What you will do ▸
(1) In the text below about walking to the rosary site in Dublin, what is IMMA set in?
(2) Rewrite the rosary text between "Through the West" and "mirrors our breaths.", inclusive, substituting "North Gateway" for "West Gateway".

Text passage ▸
*** Begin section ***

Poetics of Filmic Breath in the Four Mysteries of the Irish Catholic Maternal (Joyfulness)
I read into the air of the public space of the rosary, with no one to hear.
I speak about what everyone knows, but does not know, in these spaces of the Irish Catholic maternal. Secretive stories performed in public, remaining unspoken.
How do we reorientate through shared air and filmic breath?
My body returns to its movement around the mysteries of the rosary behind the fake grotto of Lourdes in Dublin. If you can’t go to Lourdes, it will be brought to you. Each stay in Dublin, my feet trace the city towards the site of the rosary. Towards the Church of Mary Immaculate. The Irish Lourdes. My feet remember. My body pulls me there each day, from different parts of the city. I pass the bells of Christ Church Cathedral at the same time each day. The sound pulls me to take in the large sign Dublinia. My passage takes me through and beyond IMMA, set in the grounds of a former hospital. Here I often pause.
Pause.
Remember to breathe.
Pass the former stable buildings.
Pass the hospital Burial Ground.
Through the West Gateway.
I ask you to close your eyes again and listen to the filmic breaths from my repeated visits to this place. The filmic breath mirrors our breaths.

*** End section ***

Provided data ▸
*** Begin section ***

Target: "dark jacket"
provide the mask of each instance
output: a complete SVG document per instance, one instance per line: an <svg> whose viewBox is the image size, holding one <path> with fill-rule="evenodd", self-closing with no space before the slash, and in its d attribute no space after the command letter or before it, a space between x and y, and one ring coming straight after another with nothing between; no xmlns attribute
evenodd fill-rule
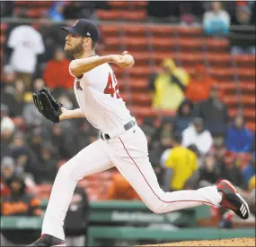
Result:
<svg viewBox="0 0 256 247"><path fill-rule="evenodd" d="M252 132L245 127L242 129L232 125L227 130L225 145L233 152L250 152L252 144Z"/></svg>
<svg viewBox="0 0 256 247"><path fill-rule="evenodd" d="M229 115L226 106L220 100L208 98L199 102L195 107L194 115L204 119L206 128L212 135L225 135Z"/></svg>
<svg viewBox="0 0 256 247"><path fill-rule="evenodd" d="M190 108L190 113L189 115L184 115L181 111L181 108L185 104L188 104ZM190 125L193 118L193 113L192 113L193 107L194 107L194 104L191 101L187 100L187 99L185 99L181 104L181 106L179 106L177 110L176 118L174 120L175 130L177 132L181 132Z"/></svg>

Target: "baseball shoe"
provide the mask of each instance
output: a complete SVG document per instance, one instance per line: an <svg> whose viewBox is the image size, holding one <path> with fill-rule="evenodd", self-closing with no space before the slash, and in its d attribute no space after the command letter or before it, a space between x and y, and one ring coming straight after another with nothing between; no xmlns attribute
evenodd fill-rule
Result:
<svg viewBox="0 0 256 247"><path fill-rule="evenodd" d="M222 193L220 205L226 209L231 209L243 219L250 217L250 210L246 201L237 193L234 186L227 180L221 180L216 188Z"/></svg>
<svg viewBox="0 0 256 247"><path fill-rule="evenodd" d="M28 246L40 246L40 247L50 247L50 246L66 246L63 240L49 235L42 234L36 242Z"/></svg>

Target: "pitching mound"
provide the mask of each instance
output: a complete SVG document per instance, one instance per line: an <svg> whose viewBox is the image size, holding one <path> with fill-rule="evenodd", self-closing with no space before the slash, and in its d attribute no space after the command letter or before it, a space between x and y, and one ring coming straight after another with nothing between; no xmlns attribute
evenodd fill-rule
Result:
<svg viewBox="0 0 256 247"><path fill-rule="evenodd" d="M143 246L255 246L255 238L231 238L220 240L185 241Z"/></svg>

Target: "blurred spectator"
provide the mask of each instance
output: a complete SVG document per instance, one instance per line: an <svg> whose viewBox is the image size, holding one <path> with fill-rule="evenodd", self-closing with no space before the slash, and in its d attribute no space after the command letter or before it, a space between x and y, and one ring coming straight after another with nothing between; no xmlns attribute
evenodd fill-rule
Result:
<svg viewBox="0 0 256 247"><path fill-rule="evenodd" d="M199 169L199 187L216 184L220 177L220 169L213 155L207 155Z"/></svg>
<svg viewBox="0 0 256 247"><path fill-rule="evenodd" d="M141 199L123 175L116 171L112 175L112 184L108 190L108 200L140 200Z"/></svg>
<svg viewBox="0 0 256 247"><path fill-rule="evenodd" d="M220 99L217 84L211 87L207 99L196 105L194 115L204 119L206 128L213 136L225 135L229 115L226 106Z"/></svg>
<svg viewBox="0 0 256 247"><path fill-rule="evenodd" d="M203 27L207 35L223 36L227 35L230 28L229 13L223 9L219 1L211 3L211 11L205 13L203 17Z"/></svg>
<svg viewBox="0 0 256 247"><path fill-rule="evenodd" d="M74 78L69 73L70 60L65 57L63 49L55 51L54 58L49 61L44 71L44 81L50 89L73 89Z"/></svg>
<svg viewBox="0 0 256 247"><path fill-rule="evenodd" d="M50 143L42 143L40 160L33 175L36 183L53 183L57 174L57 160L51 155Z"/></svg>
<svg viewBox="0 0 256 247"><path fill-rule="evenodd" d="M75 189L65 218L65 243L67 246L84 246L86 227L89 223L90 206L85 191L79 187Z"/></svg>
<svg viewBox="0 0 256 247"><path fill-rule="evenodd" d="M13 1L3 1L1 2L1 17L12 16L13 12L14 2Z"/></svg>
<svg viewBox="0 0 256 247"><path fill-rule="evenodd" d="M64 18L64 5L65 2L54 1L49 10L49 17L53 21L62 21Z"/></svg>
<svg viewBox="0 0 256 247"><path fill-rule="evenodd" d="M45 82L41 78L35 79L33 82L33 92L40 90L45 86Z"/></svg>
<svg viewBox="0 0 256 247"><path fill-rule="evenodd" d="M47 141L49 137L41 126L31 129L28 135L28 144L35 154L40 154L43 141Z"/></svg>
<svg viewBox="0 0 256 247"><path fill-rule="evenodd" d="M7 154L15 125L13 120L8 115L8 107L1 105L1 156L4 157Z"/></svg>
<svg viewBox="0 0 256 247"><path fill-rule="evenodd" d="M213 144L211 133L205 128L204 121L199 117L194 118L192 124L182 132L182 146L192 144L201 155L206 155Z"/></svg>
<svg viewBox="0 0 256 247"><path fill-rule="evenodd" d="M9 107L4 104L1 104L1 133L5 131L13 132L15 125L13 121L8 115Z"/></svg>
<svg viewBox="0 0 256 247"><path fill-rule="evenodd" d="M161 66L162 72L150 82L154 89L153 107L176 110L184 99L189 75L172 59L163 60Z"/></svg>
<svg viewBox="0 0 256 247"><path fill-rule="evenodd" d="M172 148L172 137L174 132L173 121L169 118L163 118L159 128L154 132L151 141L151 151L149 159L152 166L159 168L160 158L163 152Z"/></svg>
<svg viewBox="0 0 256 247"><path fill-rule="evenodd" d="M85 18L91 20L97 2L95 1L71 1L65 6L65 19L76 20Z"/></svg>
<svg viewBox="0 0 256 247"><path fill-rule="evenodd" d="M216 81L208 76L207 70L202 65L197 65L186 88L185 96L193 103L206 100L209 97L209 90Z"/></svg>
<svg viewBox="0 0 256 247"><path fill-rule="evenodd" d="M25 88L22 80L15 79L11 67L8 66L6 70L8 72L4 74L5 83L1 89L1 104L9 107L9 115L13 117L22 115Z"/></svg>
<svg viewBox="0 0 256 247"><path fill-rule="evenodd" d="M5 65L1 74L1 89L6 86L13 86L16 80L16 72L11 65Z"/></svg>
<svg viewBox="0 0 256 247"><path fill-rule="evenodd" d="M253 183L253 180L252 180L253 176L254 176L254 185L255 185L255 172L256 172L255 168L256 168L255 155L252 155L251 162L247 166L245 166L245 167L243 169L243 175L244 180L250 188L252 187L251 183Z"/></svg>
<svg viewBox="0 0 256 247"><path fill-rule="evenodd" d="M40 201L25 192L26 185L22 177L13 176L8 182L10 195L3 198L2 216L41 216Z"/></svg>
<svg viewBox="0 0 256 247"><path fill-rule="evenodd" d="M252 10L248 5L236 7L232 24L235 27L233 27L229 35L231 52L233 54L255 54L255 22L253 22ZM248 25L252 25L251 29Z"/></svg>
<svg viewBox="0 0 256 247"><path fill-rule="evenodd" d="M63 123L61 123L63 124ZM78 149L71 134L72 130L64 124L54 124L50 130L52 154L57 158L71 158Z"/></svg>
<svg viewBox="0 0 256 247"><path fill-rule="evenodd" d="M175 131L183 132L193 119L194 104L185 99L179 106L175 117Z"/></svg>
<svg viewBox="0 0 256 247"><path fill-rule="evenodd" d="M199 22L195 14L199 13L200 3L193 2L181 2L179 3L181 25L186 27L199 27ZM196 11L196 9L198 10Z"/></svg>
<svg viewBox="0 0 256 247"><path fill-rule="evenodd" d="M37 168L36 155L25 142L25 135L17 132L10 145L8 154L16 160L16 173L22 175L29 173L33 175Z"/></svg>
<svg viewBox="0 0 256 247"><path fill-rule="evenodd" d="M166 160L165 191L182 190L187 180L198 170L198 157L188 148L181 146L182 136L175 133L172 138L172 149Z"/></svg>
<svg viewBox="0 0 256 247"><path fill-rule="evenodd" d="M1 197L10 194L10 188L7 184L13 176L14 170L14 159L11 157L4 157L1 160Z"/></svg>
<svg viewBox="0 0 256 247"><path fill-rule="evenodd" d="M41 34L31 26L18 26L11 31L7 46L13 49L10 64L31 89L37 55L45 51Z"/></svg>
<svg viewBox="0 0 256 247"><path fill-rule="evenodd" d="M57 47L64 47L66 33L60 29L60 24L47 20L40 21L40 32L45 46L44 62L48 62L54 58Z"/></svg>
<svg viewBox="0 0 256 247"><path fill-rule="evenodd" d="M249 152L252 149L252 134L244 126L244 117L236 115L227 130L225 145L228 150L235 153Z"/></svg>
<svg viewBox="0 0 256 247"><path fill-rule="evenodd" d="M24 95L22 116L26 122L27 127L39 126L42 124L43 116L34 105L32 92L27 92Z"/></svg>

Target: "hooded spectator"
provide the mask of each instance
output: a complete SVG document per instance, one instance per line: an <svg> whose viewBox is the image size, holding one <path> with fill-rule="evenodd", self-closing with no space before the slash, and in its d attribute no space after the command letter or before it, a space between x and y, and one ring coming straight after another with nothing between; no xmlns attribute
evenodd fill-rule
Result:
<svg viewBox="0 0 256 247"><path fill-rule="evenodd" d="M229 115L226 106L221 100L221 90L217 84L212 85L209 98L196 105L194 115L203 118L206 127L213 136L226 133Z"/></svg>
<svg viewBox="0 0 256 247"><path fill-rule="evenodd" d="M57 48L54 58L47 63L44 71L44 81L50 89L73 88L74 78L69 73L69 64L63 49Z"/></svg>
<svg viewBox="0 0 256 247"><path fill-rule="evenodd" d="M64 5L65 2L54 1L49 11L49 16L53 21L64 21Z"/></svg>
<svg viewBox="0 0 256 247"><path fill-rule="evenodd" d="M207 74L205 67L195 66L190 84L186 88L186 98L193 103L207 99L210 88L215 83L216 81Z"/></svg>
<svg viewBox="0 0 256 247"><path fill-rule="evenodd" d="M12 30L7 46L13 49L10 64L24 81L25 88L31 89L38 55L45 51L41 34L31 26L20 25Z"/></svg>
<svg viewBox="0 0 256 247"><path fill-rule="evenodd" d="M252 27L255 25L252 13L253 9L252 10L247 4L236 6L232 24L239 28L233 29L229 35L233 54L255 54L255 29L248 28L249 25Z"/></svg>
<svg viewBox="0 0 256 247"><path fill-rule="evenodd" d="M196 117L192 124L182 132L182 146L195 145L201 155L206 155L212 144L213 139L209 131L204 126L204 121Z"/></svg>
<svg viewBox="0 0 256 247"><path fill-rule="evenodd" d="M208 35L227 35L230 28L229 13L223 9L220 1L211 3L211 11L205 13L203 17L203 27Z"/></svg>
<svg viewBox="0 0 256 247"><path fill-rule="evenodd" d="M189 75L183 69L176 67L172 59L163 60L162 69L154 81L153 107L176 110L184 99Z"/></svg>
<svg viewBox="0 0 256 247"><path fill-rule="evenodd" d="M199 187L216 184L219 179L220 170L214 156L207 155L199 169Z"/></svg>
<svg viewBox="0 0 256 247"><path fill-rule="evenodd" d="M14 159L11 157L4 157L1 160L1 196L10 194L8 182L13 176L15 171Z"/></svg>
<svg viewBox="0 0 256 247"><path fill-rule="evenodd" d="M175 117L175 130L183 132L193 119L194 105L191 101L185 99L179 106Z"/></svg>
<svg viewBox="0 0 256 247"><path fill-rule="evenodd" d="M182 190L187 181L199 168L198 154L182 147L182 136L174 133L172 137L172 149L165 161L164 189Z"/></svg>
<svg viewBox="0 0 256 247"><path fill-rule="evenodd" d="M225 145L228 150L236 153L249 152L252 149L252 134L244 126L243 115L236 115L227 130Z"/></svg>

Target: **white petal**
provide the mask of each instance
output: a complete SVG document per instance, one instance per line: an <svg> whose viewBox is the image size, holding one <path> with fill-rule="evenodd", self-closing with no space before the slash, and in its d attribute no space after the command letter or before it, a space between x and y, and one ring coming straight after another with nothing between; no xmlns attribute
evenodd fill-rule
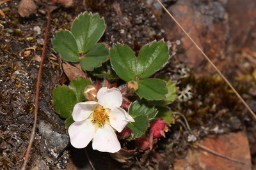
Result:
<svg viewBox="0 0 256 170"><path fill-rule="evenodd" d="M129 122L134 122L126 111L120 108L112 109L109 116L110 125L119 132L123 131Z"/></svg>
<svg viewBox="0 0 256 170"><path fill-rule="evenodd" d="M93 112L98 103L95 101L86 101L77 103L73 109L72 117L76 122L84 120Z"/></svg>
<svg viewBox="0 0 256 170"><path fill-rule="evenodd" d="M106 124L97 130L92 148L100 152L115 153L121 149L121 145L113 128Z"/></svg>
<svg viewBox="0 0 256 170"><path fill-rule="evenodd" d="M86 147L95 133L95 127L92 123L92 119L76 122L68 128L68 134L71 145L77 148Z"/></svg>
<svg viewBox="0 0 256 170"><path fill-rule="evenodd" d="M123 102L122 94L116 88L101 88L97 94L97 98L99 104L109 109L120 107Z"/></svg>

*** End section ***

Solutions to the problems ▸
(1) The grounds of a former hospital.

(2)
Through the North Gateway.
I ask you to close your eyes again and listen to the filmic breaths from my repeated visits to this place. The filmic breath mirrors our breaths.